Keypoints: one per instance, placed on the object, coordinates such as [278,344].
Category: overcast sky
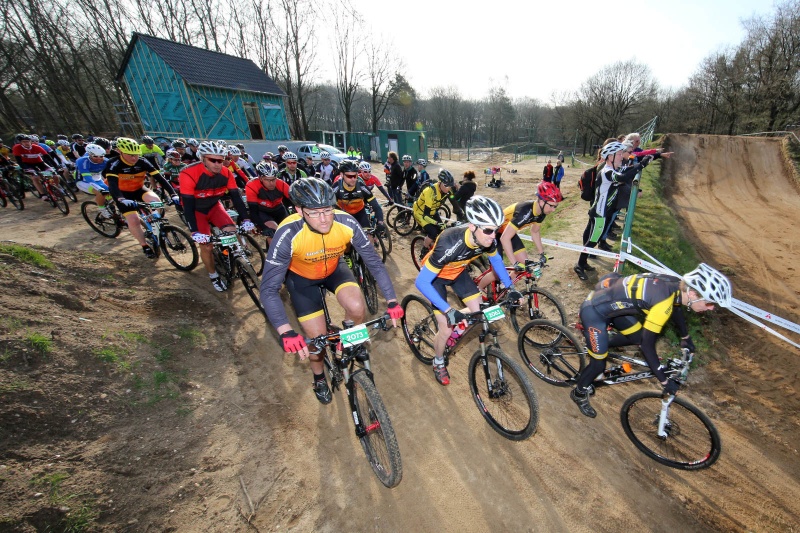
[554,46]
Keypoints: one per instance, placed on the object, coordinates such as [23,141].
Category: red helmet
[549,192]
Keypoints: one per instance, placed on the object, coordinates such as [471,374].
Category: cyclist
[266,196]
[306,253]
[88,175]
[638,307]
[125,177]
[290,172]
[446,266]
[202,185]
[518,217]
[352,195]
[427,205]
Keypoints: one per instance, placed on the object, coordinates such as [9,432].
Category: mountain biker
[306,253]
[638,307]
[202,185]
[519,216]
[426,208]
[446,266]
[125,177]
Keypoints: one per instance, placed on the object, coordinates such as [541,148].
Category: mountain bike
[500,387]
[231,262]
[346,358]
[666,428]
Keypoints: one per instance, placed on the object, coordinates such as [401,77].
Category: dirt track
[258,419]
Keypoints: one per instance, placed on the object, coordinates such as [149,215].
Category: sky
[552,47]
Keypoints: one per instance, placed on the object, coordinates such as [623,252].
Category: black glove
[688,344]
[672,386]
[454,316]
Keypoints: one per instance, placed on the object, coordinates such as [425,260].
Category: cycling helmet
[549,192]
[266,169]
[711,284]
[211,148]
[483,211]
[312,193]
[95,150]
[445,178]
[613,147]
[128,146]
[347,166]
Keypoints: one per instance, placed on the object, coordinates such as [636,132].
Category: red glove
[292,341]
[395,311]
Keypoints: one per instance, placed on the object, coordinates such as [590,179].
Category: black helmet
[312,193]
[445,178]
[347,166]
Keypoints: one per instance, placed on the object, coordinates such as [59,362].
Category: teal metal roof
[198,66]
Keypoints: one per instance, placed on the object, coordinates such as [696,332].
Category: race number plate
[493,313]
[354,336]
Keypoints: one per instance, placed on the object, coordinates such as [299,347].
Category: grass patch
[26,255]
[39,342]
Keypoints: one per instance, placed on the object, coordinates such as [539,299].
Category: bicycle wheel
[551,352]
[250,281]
[404,222]
[107,227]
[510,407]
[540,304]
[179,248]
[378,440]
[419,327]
[254,252]
[417,255]
[691,442]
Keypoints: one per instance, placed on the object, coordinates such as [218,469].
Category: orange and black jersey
[315,256]
[521,215]
[261,198]
[653,296]
[451,253]
[122,177]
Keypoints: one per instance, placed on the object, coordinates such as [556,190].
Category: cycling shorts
[305,295]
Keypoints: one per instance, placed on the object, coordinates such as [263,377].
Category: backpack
[588,183]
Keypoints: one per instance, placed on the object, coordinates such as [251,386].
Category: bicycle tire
[693,443]
[107,227]
[541,304]
[250,281]
[551,351]
[380,442]
[511,409]
[419,327]
[179,248]
[416,250]
[404,222]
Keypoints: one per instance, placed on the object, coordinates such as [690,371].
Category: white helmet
[711,284]
[95,150]
[483,211]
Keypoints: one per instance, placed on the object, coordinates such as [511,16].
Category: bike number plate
[354,336]
[493,313]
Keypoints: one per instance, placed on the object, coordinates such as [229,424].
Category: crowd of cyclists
[311,215]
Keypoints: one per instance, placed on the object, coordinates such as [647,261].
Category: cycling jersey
[301,250]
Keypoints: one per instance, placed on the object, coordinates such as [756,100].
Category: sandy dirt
[167,442]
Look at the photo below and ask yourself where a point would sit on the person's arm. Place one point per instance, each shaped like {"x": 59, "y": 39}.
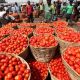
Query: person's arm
{"x": 26, "y": 9}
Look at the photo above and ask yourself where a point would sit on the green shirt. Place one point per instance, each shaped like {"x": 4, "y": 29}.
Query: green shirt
{"x": 69, "y": 9}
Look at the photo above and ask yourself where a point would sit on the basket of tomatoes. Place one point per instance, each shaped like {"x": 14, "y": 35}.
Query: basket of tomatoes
{"x": 71, "y": 60}
{"x": 43, "y": 47}
{"x": 13, "y": 67}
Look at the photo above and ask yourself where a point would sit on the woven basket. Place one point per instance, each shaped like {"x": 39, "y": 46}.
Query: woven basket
{"x": 24, "y": 52}
{"x": 73, "y": 74}
{"x": 63, "y": 44}
{"x": 43, "y": 54}
{"x": 22, "y": 60}
{"x": 52, "y": 76}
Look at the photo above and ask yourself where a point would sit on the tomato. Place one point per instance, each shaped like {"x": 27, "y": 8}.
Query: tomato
{"x": 39, "y": 71}
{"x": 44, "y": 30}
{"x": 73, "y": 54}
{"x": 43, "y": 41}
{"x": 15, "y": 44}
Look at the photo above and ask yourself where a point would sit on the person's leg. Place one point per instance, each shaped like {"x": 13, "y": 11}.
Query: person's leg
{"x": 28, "y": 18}
{"x": 31, "y": 18}
{"x": 67, "y": 17}
{"x": 0, "y": 24}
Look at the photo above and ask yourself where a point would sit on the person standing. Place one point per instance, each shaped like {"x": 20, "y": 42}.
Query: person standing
{"x": 29, "y": 11}
{"x": 41, "y": 8}
{"x": 69, "y": 12}
{"x": 53, "y": 13}
{"x": 63, "y": 9}
{"x": 58, "y": 7}
{"x": 47, "y": 9}
{"x": 17, "y": 8}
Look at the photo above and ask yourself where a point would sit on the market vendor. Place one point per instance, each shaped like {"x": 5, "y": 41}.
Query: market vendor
{"x": 47, "y": 9}
{"x": 5, "y": 17}
{"x": 2, "y": 12}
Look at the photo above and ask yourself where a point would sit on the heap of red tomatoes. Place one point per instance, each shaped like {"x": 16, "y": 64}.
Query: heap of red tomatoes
{"x": 58, "y": 70}
{"x": 72, "y": 57}
{"x": 44, "y": 30}
{"x": 43, "y": 41}
{"x": 13, "y": 44}
{"x": 39, "y": 71}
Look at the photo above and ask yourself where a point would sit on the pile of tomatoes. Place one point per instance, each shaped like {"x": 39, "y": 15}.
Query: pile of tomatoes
{"x": 43, "y": 41}
{"x": 12, "y": 68}
{"x": 39, "y": 71}
{"x": 72, "y": 57}
{"x": 23, "y": 30}
{"x": 44, "y": 30}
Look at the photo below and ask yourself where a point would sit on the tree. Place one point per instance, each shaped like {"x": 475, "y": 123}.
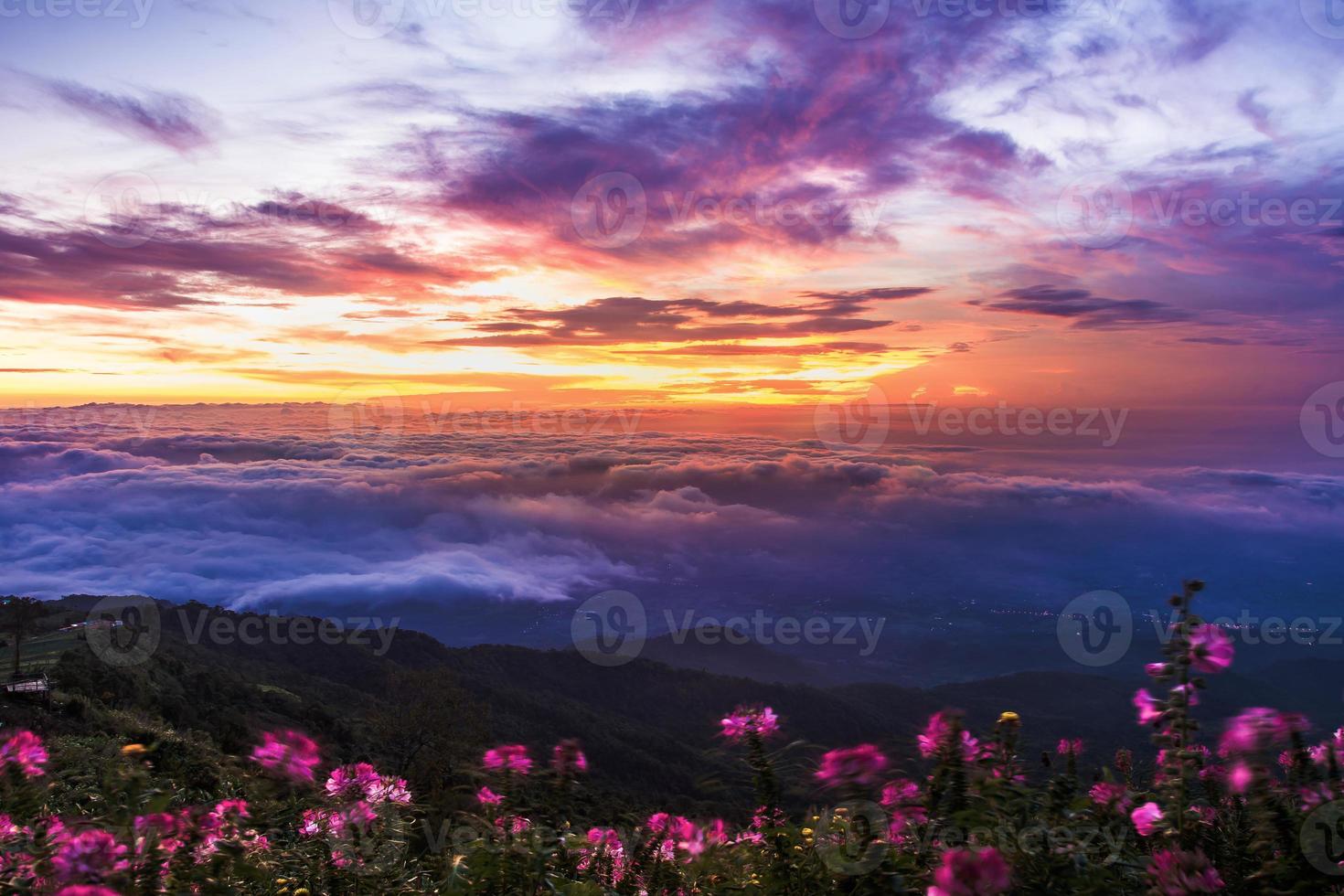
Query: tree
{"x": 20, "y": 614}
{"x": 429, "y": 729}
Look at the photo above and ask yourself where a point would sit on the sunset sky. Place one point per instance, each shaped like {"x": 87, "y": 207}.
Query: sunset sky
{"x": 709, "y": 225}
{"x": 233, "y": 200}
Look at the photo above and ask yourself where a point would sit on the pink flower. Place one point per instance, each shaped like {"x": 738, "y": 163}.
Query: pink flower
{"x": 355, "y": 817}
{"x": 568, "y": 759}
{"x": 25, "y": 750}
{"x": 508, "y": 758}
{"x": 1113, "y": 797}
{"x": 903, "y": 799}
{"x": 1260, "y": 729}
{"x": 91, "y": 855}
{"x": 1149, "y": 709}
{"x": 860, "y": 764}
{"x": 743, "y": 721}
{"x": 312, "y": 822}
{"x": 352, "y": 782}
{"x": 1240, "y": 778}
{"x": 514, "y": 824}
{"x": 1180, "y": 873}
{"x": 966, "y": 872}
{"x": 289, "y": 752}
{"x": 937, "y": 736}
{"x": 1210, "y": 649}
{"x": 603, "y": 837}
{"x": 1189, "y": 692}
{"x": 1146, "y": 818}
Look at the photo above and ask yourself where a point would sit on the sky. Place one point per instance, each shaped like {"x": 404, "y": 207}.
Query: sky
{"x": 466, "y": 311}
{"x": 687, "y": 202}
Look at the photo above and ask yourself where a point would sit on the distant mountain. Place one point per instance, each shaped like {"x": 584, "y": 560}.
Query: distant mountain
{"x": 649, "y": 729}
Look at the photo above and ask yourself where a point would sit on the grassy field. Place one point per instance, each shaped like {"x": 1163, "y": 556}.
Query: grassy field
{"x": 39, "y": 652}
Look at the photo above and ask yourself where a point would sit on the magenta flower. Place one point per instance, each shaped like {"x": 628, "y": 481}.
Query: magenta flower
{"x": 1210, "y": 649}
{"x": 905, "y": 801}
{"x": 26, "y": 752}
{"x": 1180, "y": 873}
{"x": 288, "y": 752}
{"x": 508, "y": 758}
{"x": 937, "y": 736}
{"x": 1146, "y": 818}
{"x": 1113, "y": 797}
{"x": 568, "y": 759}
{"x": 743, "y": 721}
{"x": 862, "y": 764}
{"x": 1147, "y": 706}
{"x": 1260, "y": 729}
{"x": 603, "y": 837}
{"x": 312, "y": 822}
{"x": 91, "y": 855}
{"x": 352, "y": 782}
{"x": 966, "y": 872}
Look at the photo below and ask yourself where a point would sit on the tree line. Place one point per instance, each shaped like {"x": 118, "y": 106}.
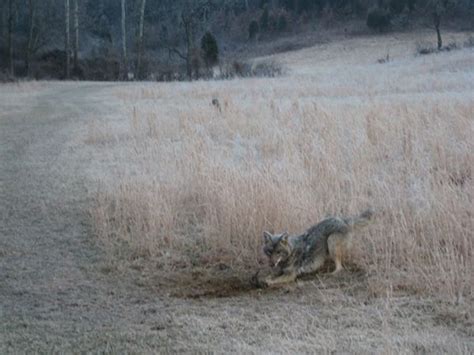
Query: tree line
{"x": 99, "y": 36}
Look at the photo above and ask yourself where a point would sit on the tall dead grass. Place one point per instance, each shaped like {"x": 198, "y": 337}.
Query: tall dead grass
{"x": 203, "y": 185}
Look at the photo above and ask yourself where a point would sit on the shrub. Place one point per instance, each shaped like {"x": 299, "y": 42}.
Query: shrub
{"x": 378, "y": 19}
{"x": 253, "y": 29}
{"x": 6, "y": 77}
{"x": 240, "y": 69}
{"x": 210, "y": 49}
{"x": 397, "y": 6}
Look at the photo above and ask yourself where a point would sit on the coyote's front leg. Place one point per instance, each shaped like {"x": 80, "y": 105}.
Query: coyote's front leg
{"x": 282, "y": 279}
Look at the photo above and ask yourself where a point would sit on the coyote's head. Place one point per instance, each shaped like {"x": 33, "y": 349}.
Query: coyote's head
{"x": 277, "y": 247}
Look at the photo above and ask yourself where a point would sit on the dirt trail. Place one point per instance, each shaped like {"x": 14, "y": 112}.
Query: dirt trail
{"x": 54, "y": 297}
{"x": 51, "y": 296}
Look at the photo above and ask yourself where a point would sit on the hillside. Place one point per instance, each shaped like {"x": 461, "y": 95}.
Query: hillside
{"x": 133, "y": 213}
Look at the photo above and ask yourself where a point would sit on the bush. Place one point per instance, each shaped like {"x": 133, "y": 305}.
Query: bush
{"x": 265, "y": 20}
{"x": 397, "y": 6}
{"x": 210, "y": 49}
{"x": 253, "y": 29}
{"x": 6, "y": 77}
{"x": 240, "y": 69}
{"x": 378, "y": 19}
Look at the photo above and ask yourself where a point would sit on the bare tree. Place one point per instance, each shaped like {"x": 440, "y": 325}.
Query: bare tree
{"x": 67, "y": 39}
{"x": 31, "y": 33}
{"x": 76, "y": 33}
{"x": 124, "y": 71}
{"x": 10, "y": 39}
{"x": 439, "y": 9}
{"x": 190, "y": 16}
{"x": 141, "y": 26}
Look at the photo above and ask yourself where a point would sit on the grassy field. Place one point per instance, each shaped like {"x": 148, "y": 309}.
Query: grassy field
{"x": 176, "y": 194}
{"x": 339, "y": 133}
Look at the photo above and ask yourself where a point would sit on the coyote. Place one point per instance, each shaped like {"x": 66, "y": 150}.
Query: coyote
{"x": 292, "y": 256}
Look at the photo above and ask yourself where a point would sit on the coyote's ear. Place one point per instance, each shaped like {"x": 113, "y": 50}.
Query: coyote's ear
{"x": 284, "y": 238}
{"x": 267, "y": 236}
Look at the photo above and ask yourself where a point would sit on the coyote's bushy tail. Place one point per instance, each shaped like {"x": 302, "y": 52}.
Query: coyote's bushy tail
{"x": 361, "y": 220}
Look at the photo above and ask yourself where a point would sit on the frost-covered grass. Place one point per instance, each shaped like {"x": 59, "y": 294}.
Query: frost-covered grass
{"x": 340, "y": 133}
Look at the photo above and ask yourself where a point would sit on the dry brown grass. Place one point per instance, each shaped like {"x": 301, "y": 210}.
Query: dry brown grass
{"x": 333, "y": 137}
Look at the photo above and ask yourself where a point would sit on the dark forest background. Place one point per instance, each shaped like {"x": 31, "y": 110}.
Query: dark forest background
{"x": 184, "y": 39}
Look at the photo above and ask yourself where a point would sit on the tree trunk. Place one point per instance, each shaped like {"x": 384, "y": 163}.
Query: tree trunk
{"x": 124, "y": 44}
{"x": 67, "y": 40}
{"x": 29, "y": 47}
{"x": 10, "y": 40}
{"x": 141, "y": 26}
{"x": 437, "y": 22}
{"x": 188, "y": 32}
{"x": 76, "y": 33}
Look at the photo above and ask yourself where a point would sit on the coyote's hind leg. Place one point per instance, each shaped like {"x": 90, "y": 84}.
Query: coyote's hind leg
{"x": 336, "y": 246}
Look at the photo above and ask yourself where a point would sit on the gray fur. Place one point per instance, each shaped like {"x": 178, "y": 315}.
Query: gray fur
{"x": 292, "y": 256}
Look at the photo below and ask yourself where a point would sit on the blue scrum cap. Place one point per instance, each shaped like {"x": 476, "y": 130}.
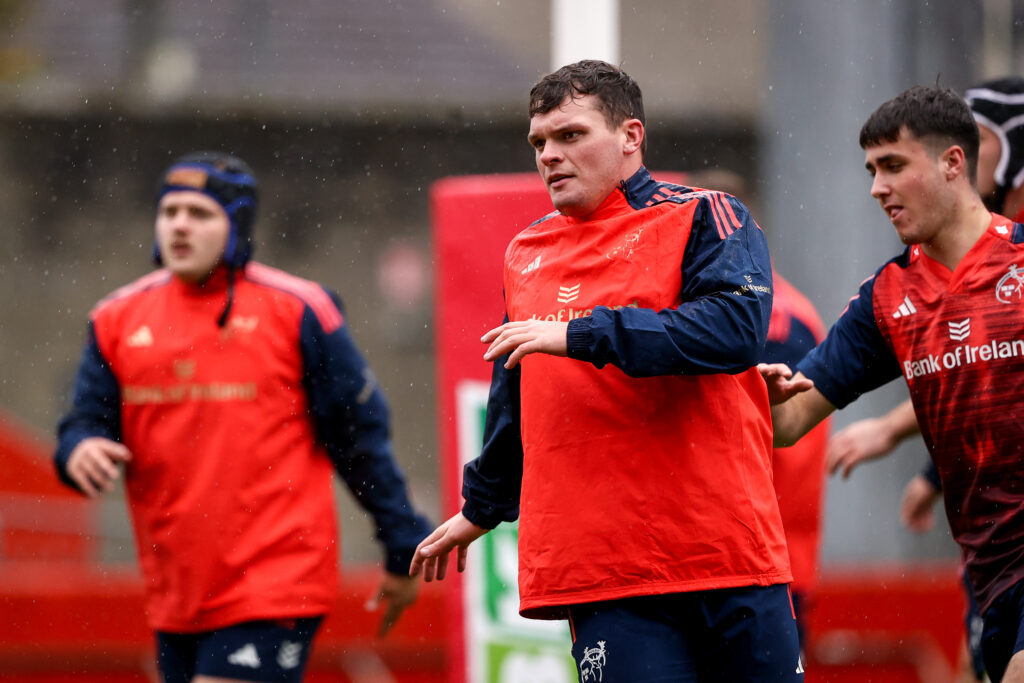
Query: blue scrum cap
{"x": 230, "y": 182}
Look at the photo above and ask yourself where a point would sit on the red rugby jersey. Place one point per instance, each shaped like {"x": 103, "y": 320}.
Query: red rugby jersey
{"x": 799, "y": 470}
{"x": 652, "y": 484}
{"x": 957, "y": 339}
{"x": 235, "y": 432}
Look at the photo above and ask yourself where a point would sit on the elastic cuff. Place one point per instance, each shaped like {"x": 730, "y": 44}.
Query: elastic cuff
{"x": 579, "y": 338}
{"x": 484, "y": 517}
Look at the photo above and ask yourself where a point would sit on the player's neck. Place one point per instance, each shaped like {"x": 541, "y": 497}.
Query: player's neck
{"x": 1014, "y": 203}
{"x": 964, "y": 228}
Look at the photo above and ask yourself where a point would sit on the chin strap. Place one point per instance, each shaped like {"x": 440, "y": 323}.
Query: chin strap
{"x": 222, "y": 321}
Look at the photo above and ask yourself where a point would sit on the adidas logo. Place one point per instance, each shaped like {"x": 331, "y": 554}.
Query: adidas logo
{"x": 245, "y": 656}
{"x": 960, "y": 331}
{"x": 567, "y": 294}
{"x": 905, "y": 308}
{"x": 141, "y": 337}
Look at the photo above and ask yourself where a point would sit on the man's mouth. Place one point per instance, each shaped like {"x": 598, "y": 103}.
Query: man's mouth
{"x": 556, "y": 179}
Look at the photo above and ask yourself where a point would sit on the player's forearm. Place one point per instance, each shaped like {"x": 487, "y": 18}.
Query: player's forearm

What you are asked to do: Print the lines above from the one with "on the heap" through the one with "on the pile", both included, exactly as written and nothing more.

Task solution:
Look at the photo above and ask yourself where a point would sit on the heap of red tomatoes. Place one point per instance, each shaped like {"x": 16, "y": 64}.
Query: heap of red tomatoes
{"x": 58, "y": 70}
{"x": 72, "y": 57}
{"x": 44, "y": 30}
{"x": 43, "y": 41}
{"x": 13, "y": 44}
{"x": 39, "y": 71}
Look at the photo above and ask yourself where a point would sit on the pile of tomatoes. Place one point per instance, each shaped like {"x": 39, "y": 15}.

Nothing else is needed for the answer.